Directive → Repeat each line of the material exactly.

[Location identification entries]
▽
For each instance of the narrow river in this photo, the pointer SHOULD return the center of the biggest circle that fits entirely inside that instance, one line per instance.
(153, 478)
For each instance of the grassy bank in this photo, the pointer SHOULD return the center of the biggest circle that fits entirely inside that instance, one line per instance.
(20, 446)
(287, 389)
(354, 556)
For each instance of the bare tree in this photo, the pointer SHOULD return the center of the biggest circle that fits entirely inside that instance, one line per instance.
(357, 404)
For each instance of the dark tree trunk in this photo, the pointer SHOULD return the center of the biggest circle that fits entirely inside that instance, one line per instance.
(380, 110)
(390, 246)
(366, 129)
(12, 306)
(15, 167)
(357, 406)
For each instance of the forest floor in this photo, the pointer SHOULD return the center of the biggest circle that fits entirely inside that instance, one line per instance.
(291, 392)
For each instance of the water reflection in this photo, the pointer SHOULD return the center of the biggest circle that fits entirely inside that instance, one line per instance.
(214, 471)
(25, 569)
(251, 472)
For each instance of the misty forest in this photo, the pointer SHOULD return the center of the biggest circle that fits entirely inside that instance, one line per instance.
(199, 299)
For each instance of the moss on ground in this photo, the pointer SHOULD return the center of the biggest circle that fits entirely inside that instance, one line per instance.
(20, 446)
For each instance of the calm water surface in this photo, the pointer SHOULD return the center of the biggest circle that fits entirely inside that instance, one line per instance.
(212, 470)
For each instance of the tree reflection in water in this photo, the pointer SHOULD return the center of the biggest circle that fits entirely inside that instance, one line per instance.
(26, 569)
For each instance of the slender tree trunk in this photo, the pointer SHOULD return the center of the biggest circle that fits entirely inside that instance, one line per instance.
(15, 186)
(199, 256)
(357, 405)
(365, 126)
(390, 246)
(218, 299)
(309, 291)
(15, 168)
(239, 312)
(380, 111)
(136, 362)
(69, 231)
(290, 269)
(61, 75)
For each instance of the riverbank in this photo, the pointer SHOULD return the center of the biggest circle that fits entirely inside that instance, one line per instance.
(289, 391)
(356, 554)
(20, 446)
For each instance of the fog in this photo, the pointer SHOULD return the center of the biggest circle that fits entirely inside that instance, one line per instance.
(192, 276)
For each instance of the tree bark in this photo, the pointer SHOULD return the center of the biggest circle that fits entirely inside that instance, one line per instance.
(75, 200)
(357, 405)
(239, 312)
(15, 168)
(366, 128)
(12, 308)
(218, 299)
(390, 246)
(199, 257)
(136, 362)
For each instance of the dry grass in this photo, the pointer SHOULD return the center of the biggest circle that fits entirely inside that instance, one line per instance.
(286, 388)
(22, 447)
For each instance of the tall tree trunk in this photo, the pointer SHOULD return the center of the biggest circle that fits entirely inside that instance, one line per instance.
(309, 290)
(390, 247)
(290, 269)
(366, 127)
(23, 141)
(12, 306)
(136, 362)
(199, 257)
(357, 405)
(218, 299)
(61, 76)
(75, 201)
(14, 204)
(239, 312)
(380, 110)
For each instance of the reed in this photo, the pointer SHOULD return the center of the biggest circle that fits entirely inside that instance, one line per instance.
△
Correct response →
For each instance of the narrow river in this photo, the pointer SHOULD return the center of the biggest circle that fits entirely inside that instance, one line per instance.
(153, 478)
For each instance of the grassy bank in this photo, the pointer SHOULD return the center of the biggest circle that fits entirely inside that instance, one line per instance.
(20, 446)
(287, 389)
(354, 556)
For each instance of the bare tree in this photo, the pointer SHOULD return the center of the biggest circle that fits entirely inside that instance, one line per instance.
(357, 404)
For each instance of the dark tree trunk in this photo, the pointer SHOULD return the center of the biggest circle that fits entirely inside that instance, one line per instance.
(380, 110)
(390, 246)
(366, 129)
(12, 306)
(15, 167)
(357, 406)
For each instance of the forest floor in this photo, the pointer SHOULD return the center of the biggest circle that fits entirely inside that instance, one line per instance.
(291, 392)
For each instance of the water reflection in this photo, the pointer SHOULD return the center of the biggest circle that fits entirely inside that instance, one line per instance.
(214, 471)
(25, 569)
(251, 472)
For each instance of the misty forest in this photo, the pointer SHOULD return the center of the biggest circle that fits entirely inside that instance, one line per instance.
(199, 299)
For each instance of the moss on ground in this photo, the pointer SHOULD return the center of the biggest circle that fits entirely inside that instance, one line per instance.
(20, 446)
For each instance of the calm water surface in this photo, the pointer SHOULD return the center of the biggest circle that fits entirely inside that instance, one line per instance.
(212, 470)
For each instance of the tree reflection in water in this photo, the pointer SHOULD return the center of the biggest circle that fits entirely inside that instance, one line per instance.
(26, 569)
For each instance of the slender tree trunk in this photo, the pointer SHOULD return the center of the biggest circle that fits entirely inside that instance, one line per instance.
(15, 186)
(199, 256)
(357, 405)
(365, 126)
(390, 246)
(218, 299)
(309, 291)
(15, 168)
(239, 312)
(380, 111)
(136, 362)
(69, 231)
(290, 269)
(61, 75)
For each instance of the riverbank in this photo, the pointer SHOULD return the center of the biggest circle that fits entirely inside that instance, one line per instance.
(289, 391)
(356, 554)
(20, 446)
For each instance of the fog in this photo, the pointer SHOULD return the center of the biggest circle that fits entirely inside that instance, one line per instance.
(192, 276)
For each instance of the tree bark in this photo, the pointer SHOULD return the center of the biggest circle that fits entirely inside that instance, one line per instance.
(75, 200)
(357, 405)
(239, 312)
(15, 168)
(366, 128)
(12, 308)
(218, 299)
(390, 246)
(199, 257)
(136, 362)
For each instance of the dry grass in this photo, the pointer SHOULD return the center of the biggest circle that fits entirely inside that instance, one line per instance.
(286, 388)
(22, 447)
For each instance of the tall tree trunk in this photo, the pointer SHOULD return the center of the biggest circle that fits entirely inside that instance, one line per instance.
(309, 290)
(390, 247)
(290, 269)
(366, 127)
(23, 141)
(12, 306)
(136, 362)
(199, 257)
(357, 405)
(218, 299)
(61, 76)
(75, 201)
(14, 204)
(239, 312)
(380, 110)
For each instance of the reed in this photo, the pointer SHOULD return the center of the biggest circle that fits entirely inside that instance, one line per instance.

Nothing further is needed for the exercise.